Only lines below containing the string "chair" should be counted; please give that count by itself.

_Exercise data:_
________
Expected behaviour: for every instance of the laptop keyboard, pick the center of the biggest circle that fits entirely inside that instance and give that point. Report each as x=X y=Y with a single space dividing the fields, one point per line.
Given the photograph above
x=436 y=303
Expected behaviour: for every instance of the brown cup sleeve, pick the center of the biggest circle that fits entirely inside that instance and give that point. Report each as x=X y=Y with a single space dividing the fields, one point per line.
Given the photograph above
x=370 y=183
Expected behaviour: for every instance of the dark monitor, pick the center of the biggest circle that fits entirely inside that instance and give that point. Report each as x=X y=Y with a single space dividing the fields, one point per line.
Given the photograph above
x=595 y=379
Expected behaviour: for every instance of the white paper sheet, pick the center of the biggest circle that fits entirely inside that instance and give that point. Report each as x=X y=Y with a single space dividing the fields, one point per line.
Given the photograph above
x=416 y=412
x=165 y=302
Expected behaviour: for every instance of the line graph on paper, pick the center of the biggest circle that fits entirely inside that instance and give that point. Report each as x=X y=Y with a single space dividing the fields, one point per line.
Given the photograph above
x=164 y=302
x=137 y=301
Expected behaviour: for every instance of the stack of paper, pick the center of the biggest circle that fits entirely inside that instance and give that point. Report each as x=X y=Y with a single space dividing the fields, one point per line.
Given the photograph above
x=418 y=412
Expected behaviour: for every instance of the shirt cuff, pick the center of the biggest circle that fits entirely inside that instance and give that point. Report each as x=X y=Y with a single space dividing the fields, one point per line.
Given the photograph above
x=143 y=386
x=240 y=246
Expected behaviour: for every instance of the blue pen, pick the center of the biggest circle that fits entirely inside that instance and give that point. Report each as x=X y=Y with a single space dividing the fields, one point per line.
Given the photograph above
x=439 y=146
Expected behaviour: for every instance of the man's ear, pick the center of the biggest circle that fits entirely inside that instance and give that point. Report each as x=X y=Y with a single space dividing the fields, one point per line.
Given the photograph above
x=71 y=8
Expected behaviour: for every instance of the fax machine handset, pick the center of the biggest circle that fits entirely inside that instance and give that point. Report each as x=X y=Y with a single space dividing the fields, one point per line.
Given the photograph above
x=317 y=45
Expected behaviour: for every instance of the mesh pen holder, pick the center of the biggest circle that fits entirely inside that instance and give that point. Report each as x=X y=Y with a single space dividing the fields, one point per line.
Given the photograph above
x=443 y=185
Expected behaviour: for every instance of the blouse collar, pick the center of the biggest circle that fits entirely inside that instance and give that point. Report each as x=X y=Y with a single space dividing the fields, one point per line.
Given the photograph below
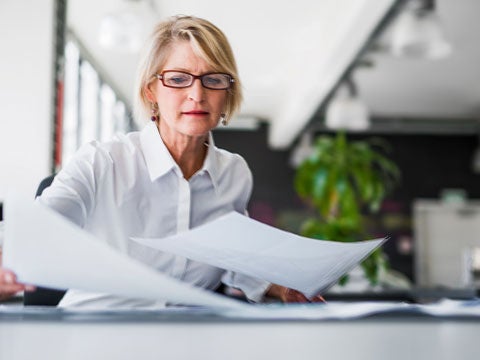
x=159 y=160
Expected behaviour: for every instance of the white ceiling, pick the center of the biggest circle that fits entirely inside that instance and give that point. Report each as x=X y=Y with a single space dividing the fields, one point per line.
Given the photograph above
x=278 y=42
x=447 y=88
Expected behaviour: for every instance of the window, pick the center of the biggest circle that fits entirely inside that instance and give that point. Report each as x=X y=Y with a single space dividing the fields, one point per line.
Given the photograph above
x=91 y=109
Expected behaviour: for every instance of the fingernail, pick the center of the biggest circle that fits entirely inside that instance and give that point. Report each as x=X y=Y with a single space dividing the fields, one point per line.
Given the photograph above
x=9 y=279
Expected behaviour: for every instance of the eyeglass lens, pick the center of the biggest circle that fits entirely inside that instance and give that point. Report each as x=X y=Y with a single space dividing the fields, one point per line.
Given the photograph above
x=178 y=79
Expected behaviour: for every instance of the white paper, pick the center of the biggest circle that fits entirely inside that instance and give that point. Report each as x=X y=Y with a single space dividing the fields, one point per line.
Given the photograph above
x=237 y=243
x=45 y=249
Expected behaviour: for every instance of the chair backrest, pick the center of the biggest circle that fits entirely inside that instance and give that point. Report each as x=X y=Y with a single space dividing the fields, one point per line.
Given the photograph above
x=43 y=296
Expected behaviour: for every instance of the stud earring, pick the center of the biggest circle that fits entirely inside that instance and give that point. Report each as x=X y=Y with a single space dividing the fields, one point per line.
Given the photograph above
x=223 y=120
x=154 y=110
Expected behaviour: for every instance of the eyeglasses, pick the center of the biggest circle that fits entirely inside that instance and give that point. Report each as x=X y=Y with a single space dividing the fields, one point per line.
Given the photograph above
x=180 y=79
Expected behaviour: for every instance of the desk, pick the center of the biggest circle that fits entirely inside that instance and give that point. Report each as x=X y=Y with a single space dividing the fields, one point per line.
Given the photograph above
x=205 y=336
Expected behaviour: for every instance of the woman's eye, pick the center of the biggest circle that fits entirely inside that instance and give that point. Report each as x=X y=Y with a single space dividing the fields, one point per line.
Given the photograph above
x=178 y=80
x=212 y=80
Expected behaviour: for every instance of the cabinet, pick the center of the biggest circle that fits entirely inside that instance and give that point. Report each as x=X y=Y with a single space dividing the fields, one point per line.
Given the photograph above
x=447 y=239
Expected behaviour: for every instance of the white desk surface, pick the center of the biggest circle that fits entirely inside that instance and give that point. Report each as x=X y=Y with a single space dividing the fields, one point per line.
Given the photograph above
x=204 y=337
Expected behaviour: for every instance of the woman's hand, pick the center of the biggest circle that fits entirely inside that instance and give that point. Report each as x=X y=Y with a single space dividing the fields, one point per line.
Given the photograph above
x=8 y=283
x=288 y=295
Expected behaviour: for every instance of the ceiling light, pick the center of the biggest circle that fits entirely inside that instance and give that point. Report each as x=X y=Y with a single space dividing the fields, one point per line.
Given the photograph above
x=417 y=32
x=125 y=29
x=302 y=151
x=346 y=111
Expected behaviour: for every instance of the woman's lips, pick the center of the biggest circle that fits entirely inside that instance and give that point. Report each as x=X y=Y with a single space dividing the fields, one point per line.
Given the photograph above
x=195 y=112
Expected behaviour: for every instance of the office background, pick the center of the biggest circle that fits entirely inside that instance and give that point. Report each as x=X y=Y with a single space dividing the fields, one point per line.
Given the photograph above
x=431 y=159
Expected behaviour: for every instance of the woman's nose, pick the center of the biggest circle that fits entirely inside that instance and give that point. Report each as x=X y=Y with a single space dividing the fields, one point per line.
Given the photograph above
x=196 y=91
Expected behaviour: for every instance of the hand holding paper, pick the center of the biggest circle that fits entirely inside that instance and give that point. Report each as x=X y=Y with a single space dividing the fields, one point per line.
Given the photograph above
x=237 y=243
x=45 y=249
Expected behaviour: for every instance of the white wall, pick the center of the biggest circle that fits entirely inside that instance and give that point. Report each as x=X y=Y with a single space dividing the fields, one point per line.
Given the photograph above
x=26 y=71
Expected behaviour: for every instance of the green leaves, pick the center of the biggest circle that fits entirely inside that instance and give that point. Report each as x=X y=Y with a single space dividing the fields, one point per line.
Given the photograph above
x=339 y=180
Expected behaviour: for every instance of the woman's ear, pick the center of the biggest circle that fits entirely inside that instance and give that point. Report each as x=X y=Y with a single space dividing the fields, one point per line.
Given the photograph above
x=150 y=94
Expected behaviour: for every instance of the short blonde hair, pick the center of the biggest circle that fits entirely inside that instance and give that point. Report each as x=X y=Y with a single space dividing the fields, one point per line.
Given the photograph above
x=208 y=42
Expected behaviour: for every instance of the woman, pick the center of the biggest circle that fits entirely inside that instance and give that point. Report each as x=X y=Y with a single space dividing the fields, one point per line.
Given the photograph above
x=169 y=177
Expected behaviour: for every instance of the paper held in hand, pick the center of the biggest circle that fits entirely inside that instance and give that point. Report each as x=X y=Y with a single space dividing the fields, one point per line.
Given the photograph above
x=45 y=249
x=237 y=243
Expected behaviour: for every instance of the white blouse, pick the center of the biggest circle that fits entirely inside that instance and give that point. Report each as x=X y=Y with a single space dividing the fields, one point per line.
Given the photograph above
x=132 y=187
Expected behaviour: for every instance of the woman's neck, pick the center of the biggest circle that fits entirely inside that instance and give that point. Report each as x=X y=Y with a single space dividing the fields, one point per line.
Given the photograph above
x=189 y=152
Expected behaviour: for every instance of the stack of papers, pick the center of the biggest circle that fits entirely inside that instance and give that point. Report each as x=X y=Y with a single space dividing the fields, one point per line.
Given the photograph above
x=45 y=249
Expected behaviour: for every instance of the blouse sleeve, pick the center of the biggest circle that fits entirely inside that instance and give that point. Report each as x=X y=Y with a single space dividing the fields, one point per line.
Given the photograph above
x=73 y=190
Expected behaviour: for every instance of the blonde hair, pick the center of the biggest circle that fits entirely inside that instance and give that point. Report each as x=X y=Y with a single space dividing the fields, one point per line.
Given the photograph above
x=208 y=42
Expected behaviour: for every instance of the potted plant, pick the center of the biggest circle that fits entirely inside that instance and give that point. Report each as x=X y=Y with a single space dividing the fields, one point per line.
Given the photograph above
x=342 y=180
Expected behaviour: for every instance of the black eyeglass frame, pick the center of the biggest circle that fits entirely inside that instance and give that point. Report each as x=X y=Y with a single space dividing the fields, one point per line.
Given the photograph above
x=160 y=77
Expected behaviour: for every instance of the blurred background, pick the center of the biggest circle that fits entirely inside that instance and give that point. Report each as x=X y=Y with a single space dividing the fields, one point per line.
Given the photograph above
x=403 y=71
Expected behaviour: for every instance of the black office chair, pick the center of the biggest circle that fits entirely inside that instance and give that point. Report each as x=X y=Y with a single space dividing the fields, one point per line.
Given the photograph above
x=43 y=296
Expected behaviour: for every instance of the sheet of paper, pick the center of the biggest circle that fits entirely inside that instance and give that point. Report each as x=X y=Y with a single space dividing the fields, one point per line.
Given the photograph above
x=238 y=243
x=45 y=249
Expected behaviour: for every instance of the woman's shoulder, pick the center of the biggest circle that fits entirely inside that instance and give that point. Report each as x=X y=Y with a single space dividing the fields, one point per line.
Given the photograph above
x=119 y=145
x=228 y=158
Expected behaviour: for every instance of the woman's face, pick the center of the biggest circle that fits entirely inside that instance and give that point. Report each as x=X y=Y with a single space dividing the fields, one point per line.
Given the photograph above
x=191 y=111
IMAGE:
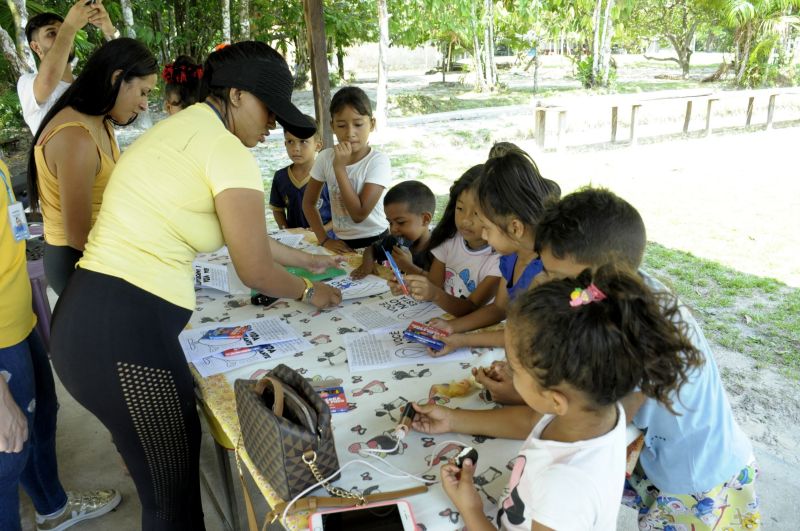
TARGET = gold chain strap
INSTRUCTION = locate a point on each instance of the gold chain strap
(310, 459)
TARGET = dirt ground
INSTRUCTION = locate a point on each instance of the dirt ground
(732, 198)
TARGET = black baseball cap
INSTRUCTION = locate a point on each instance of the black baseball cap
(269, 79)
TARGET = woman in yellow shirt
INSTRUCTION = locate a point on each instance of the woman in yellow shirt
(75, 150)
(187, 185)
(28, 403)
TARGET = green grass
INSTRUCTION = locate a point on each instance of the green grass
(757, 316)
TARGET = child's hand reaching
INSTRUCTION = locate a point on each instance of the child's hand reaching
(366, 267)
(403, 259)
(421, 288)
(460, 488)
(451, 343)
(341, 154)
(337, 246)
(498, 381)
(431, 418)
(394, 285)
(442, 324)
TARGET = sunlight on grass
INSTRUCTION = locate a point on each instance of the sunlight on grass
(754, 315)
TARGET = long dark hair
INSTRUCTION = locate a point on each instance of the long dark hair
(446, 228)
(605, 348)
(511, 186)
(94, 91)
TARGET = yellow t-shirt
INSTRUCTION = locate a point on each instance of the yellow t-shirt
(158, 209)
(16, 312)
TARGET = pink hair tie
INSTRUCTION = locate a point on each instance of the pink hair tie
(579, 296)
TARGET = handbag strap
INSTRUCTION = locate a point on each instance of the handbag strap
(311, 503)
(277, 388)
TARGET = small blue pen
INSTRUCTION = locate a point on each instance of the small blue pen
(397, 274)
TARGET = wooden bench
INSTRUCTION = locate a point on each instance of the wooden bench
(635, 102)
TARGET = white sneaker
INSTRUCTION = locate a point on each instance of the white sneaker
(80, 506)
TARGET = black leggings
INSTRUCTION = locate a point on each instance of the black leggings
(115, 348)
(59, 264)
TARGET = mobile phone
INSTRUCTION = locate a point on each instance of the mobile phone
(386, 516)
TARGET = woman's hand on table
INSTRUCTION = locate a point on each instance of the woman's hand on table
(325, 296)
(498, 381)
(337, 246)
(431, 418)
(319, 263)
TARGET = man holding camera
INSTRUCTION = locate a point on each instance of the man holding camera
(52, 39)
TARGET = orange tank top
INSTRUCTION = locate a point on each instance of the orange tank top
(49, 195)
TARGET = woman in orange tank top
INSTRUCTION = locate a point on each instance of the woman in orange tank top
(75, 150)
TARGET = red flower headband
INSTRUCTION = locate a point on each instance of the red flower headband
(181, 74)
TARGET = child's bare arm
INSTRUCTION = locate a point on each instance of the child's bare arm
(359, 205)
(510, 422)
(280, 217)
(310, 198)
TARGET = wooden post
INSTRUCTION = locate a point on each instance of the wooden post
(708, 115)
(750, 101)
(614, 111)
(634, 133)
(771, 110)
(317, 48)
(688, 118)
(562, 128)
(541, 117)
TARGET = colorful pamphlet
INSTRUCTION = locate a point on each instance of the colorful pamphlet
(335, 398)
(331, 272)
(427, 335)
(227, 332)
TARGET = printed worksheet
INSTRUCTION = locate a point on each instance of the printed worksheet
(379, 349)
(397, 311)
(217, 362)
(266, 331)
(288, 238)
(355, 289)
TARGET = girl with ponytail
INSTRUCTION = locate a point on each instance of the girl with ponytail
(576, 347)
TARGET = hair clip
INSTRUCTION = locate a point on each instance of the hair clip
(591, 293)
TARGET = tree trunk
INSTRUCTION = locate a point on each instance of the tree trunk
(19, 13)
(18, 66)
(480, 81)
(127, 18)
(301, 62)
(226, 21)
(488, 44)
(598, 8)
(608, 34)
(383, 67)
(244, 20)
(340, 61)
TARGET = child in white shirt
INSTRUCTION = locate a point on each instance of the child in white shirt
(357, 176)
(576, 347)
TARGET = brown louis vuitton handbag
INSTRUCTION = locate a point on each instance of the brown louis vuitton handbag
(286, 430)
________
_Exercise result:_
2